*Stated goal*
Could you write out every record below exactly, leaving out any pictures?

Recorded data
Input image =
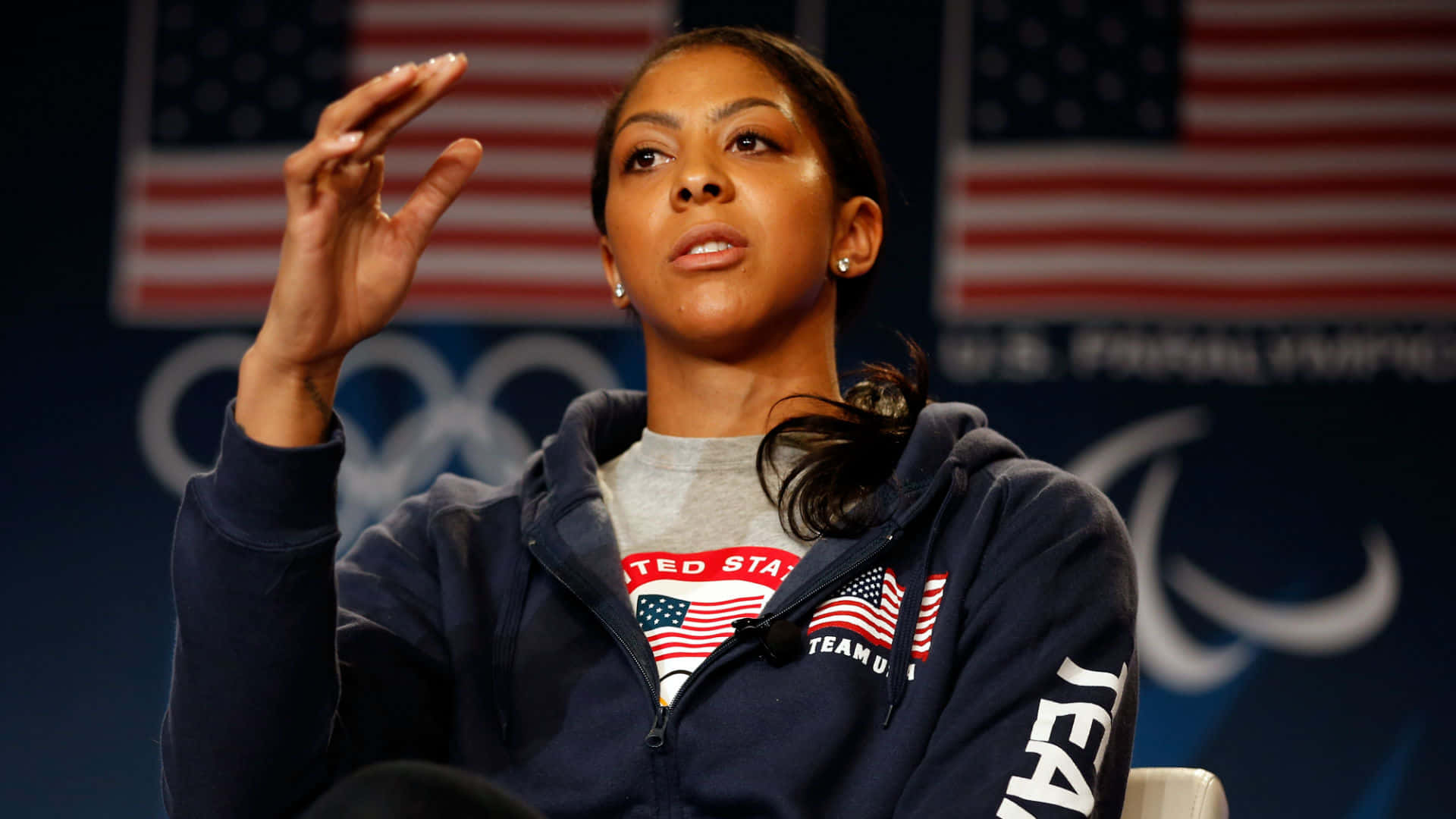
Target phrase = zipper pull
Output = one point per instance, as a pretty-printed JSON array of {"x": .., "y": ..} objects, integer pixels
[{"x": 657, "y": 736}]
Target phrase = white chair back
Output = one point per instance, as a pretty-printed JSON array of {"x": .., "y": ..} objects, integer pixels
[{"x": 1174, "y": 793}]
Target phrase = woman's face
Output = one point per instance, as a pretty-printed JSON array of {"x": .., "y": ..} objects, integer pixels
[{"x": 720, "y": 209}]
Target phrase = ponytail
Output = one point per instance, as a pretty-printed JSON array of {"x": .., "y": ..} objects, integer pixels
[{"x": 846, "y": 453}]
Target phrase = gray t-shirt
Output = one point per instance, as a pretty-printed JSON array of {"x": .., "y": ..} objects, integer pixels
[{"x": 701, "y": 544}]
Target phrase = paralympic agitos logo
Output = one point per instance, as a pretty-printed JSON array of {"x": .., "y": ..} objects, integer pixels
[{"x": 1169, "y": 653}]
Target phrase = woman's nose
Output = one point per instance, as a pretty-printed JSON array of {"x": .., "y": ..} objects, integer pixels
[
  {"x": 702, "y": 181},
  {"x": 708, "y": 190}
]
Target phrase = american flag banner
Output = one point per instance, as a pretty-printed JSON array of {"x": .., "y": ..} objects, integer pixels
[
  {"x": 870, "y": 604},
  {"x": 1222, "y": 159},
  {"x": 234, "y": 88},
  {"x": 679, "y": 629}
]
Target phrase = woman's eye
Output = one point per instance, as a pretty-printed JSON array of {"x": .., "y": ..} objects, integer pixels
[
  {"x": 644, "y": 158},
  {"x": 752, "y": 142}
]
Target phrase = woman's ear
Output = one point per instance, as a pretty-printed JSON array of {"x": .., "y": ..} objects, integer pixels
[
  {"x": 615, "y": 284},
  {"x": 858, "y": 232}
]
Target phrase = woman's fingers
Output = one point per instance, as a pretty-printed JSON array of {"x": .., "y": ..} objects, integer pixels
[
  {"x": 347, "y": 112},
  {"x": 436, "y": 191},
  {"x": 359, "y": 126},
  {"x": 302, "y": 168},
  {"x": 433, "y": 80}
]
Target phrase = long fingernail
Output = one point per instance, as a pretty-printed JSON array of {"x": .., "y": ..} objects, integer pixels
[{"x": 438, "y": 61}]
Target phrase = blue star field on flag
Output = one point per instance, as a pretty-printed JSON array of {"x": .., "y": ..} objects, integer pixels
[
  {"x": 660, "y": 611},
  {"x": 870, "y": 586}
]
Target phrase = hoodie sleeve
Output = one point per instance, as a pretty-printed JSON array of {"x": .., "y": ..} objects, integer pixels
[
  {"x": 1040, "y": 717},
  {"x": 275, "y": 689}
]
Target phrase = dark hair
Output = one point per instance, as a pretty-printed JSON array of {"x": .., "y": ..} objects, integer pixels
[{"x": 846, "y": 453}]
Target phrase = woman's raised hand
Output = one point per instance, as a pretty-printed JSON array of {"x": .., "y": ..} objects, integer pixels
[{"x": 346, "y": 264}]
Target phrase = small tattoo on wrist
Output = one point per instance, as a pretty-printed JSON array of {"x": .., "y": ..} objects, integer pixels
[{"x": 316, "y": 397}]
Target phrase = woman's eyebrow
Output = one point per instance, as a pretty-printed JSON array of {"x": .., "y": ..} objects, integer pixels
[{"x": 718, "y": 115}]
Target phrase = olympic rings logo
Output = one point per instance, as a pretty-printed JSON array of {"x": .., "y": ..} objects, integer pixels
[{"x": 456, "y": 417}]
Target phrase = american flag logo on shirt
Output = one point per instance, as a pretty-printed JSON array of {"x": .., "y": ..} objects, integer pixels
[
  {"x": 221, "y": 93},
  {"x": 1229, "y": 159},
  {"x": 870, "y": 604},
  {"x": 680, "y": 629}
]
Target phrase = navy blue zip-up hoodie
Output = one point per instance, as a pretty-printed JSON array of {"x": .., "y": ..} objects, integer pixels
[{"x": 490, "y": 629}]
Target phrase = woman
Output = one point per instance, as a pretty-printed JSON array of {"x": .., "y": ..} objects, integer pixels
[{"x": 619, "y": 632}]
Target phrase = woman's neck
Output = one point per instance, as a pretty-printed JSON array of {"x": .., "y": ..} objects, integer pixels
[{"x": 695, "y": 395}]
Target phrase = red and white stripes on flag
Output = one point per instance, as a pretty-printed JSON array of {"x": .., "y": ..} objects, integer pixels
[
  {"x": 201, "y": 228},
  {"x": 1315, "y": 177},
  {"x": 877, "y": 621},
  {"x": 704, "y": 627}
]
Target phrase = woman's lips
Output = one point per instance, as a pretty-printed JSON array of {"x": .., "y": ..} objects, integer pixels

*Exercise answer*
Input image =
Target phrase = zipper pull
Output = one point per instance, as a pretty-printed JSON array of {"x": .., "y": ..} objects, integer pixels
[{"x": 657, "y": 736}]
Target phrase = white chair back
Output = one point per instance, as a pretty-printed JSON array of {"x": .., "y": ..} objects, integer pixels
[{"x": 1174, "y": 793}]
Target phrase = woman's face
Output = one point per instance, as a pretty-printed JSON array of {"x": .., "y": ..} objects, integer pixels
[{"x": 720, "y": 209}]
Target phrase = ponytail
Output = one point per instance, as a pretty-printed JSON array of {"x": .., "y": ..} objects, integer pixels
[{"x": 846, "y": 453}]
Target phrase = gray t-shirt
Output = one point per instance, as a pretty-printed JSON array of {"x": .., "y": ..} objects, integer pixels
[{"x": 701, "y": 544}]
Target phrase = paralympic agitos logo
Output = one point per instance, as a pretty-printed JSON array of {"x": .., "y": ..} objects, integer pixels
[{"x": 1169, "y": 653}]
Target phrase = woman's nose
Output = one point per instance, as a pretty-printed JSON array of {"x": .., "y": ..} objects, integer pixels
[
  {"x": 702, "y": 181},
  {"x": 708, "y": 190}
]
Target phrase = american flag banner
Output = one point per instance, as a pretty-printed JSON array of {"x": .., "y": ..} objects, integer pixels
[
  {"x": 870, "y": 604},
  {"x": 1222, "y": 159},
  {"x": 234, "y": 88},
  {"x": 679, "y": 629}
]
Target phrase = woman's eye
Output = one point per instance, as a pretty-printed JSON array of {"x": .., "y": ..} objects, integer pixels
[
  {"x": 644, "y": 158},
  {"x": 752, "y": 142}
]
Target phrase = woman's ear
Output = one point per instance, as a pretty-printed JSON array of {"x": .., "y": ..} objects, integer pixels
[
  {"x": 615, "y": 284},
  {"x": 858, "y": 232}
]
Target phrase = woman's fingers
Output = one point per instance, as a pretty-printed JSON array of {"x": .., "y": ..} objects, integer pixels
[
  {"x": 347, "y": 112},
  {"x": 436, "y": 191},
  {"x": 359, "y": 126},
  {"x": 302, "y": 168},
  {"x": 433, "y": 80}
]
Target phrase = long fingernail
Output = one point per instance, as a pretty-printed JSON array of {"x": .., "y": ..} objects, integer pixels
[{"x": 438, "y": 61}]
Target phrase = blue star field on flag
Output = one point per instance, as a pretty-printed JSON array of {"x": .., "y": ..} objects, integer pixels
[
  {"x": 660, "y": 611},
  {"x": 870, "y": 586}
]
Target phrase = hoodie sleeve
Output = one point per instance, as a pretty-printed JSON array of {"x": .., "y": ..} objects, integer pixels
[
  {"x": 1040, "y": 717},
  {"x": 275, "y": 689}
]
Target phrase = dark hair
Output = one point per instance, as a pretty-printed JSON array of {"x": .., "y": ..} objects, integer pixels
[{"x": 846, "y": 453}]
Target phrase = woman's raised hand
Output = one point per instance, as a pretty-printed JSON array of {"x": .., "y": ..} objects, integer pixels
[{"x": 346, "y": 264}]
Target phrase = small tattoo on wrist
Output = one point per instance, as a pretty-printed JSON array of {"x": .., "y": ..} objects, integer pixels
[{"x": 316, "y": 397}]
Target phrase = woman's eyebrow
Output = one point per instance, as a pretty-printed JSON array of {"x": .., "y": ..} objects, integer pixels
[{"x": 718, "y": 115}]
Target phrase = olympic rings logo
Output = one point per instance, as a pretty-printed JSON array of {"x": .., "y": ..} objects, integer pixels
[{"x": 456, "y": 417}]
Target phrase = american flag logo on shirt
Output = one point per instance, as a pretty-printed JSON array of {"x": .., "y": ..} objects, integer pixels
[
  {"x": 221, "y": 93},
  {"x": 1229, "y": 159},
  {"x": 870, "y": 604},
  {"x": 680, "y": 629}
]
Target phrase = navy blue zip-up hoodie
Output = one point per instance, as a pretty-printed JSON array of {"x": .., "y": ..} objects, integer pixels
[{"x": 490, "y": 629}]
Target phrase = woman
Output = one point per instance, as a pretty-printed JSON array of {"x": .., "y": ..} objects, integer pixels
[{"x": 619, "y": 632}]
Target phrase = woman's neck
Output = one point per instance, as a pretty-printed JSON array of {"x": .., "y": ..} objects, integer pixels
[{"x": 695, "y": 395}]
Target phrase = red and white stripes on flag
Output = one point per instance, as a pretty-printed JSON array of {"x": .., "y": ..} objects, integer pixels
[
  {"x": 201, "y": 228},
  {"x": 1315, "y": 177},
  {"x": 877, "y": 621},
  {"x": 704, "y": 627}
]
Target phrase = woman's lips
Output = one point per instance, as a pretty-printed JSON array of {"x": .., "y": ..} objects, integer pixels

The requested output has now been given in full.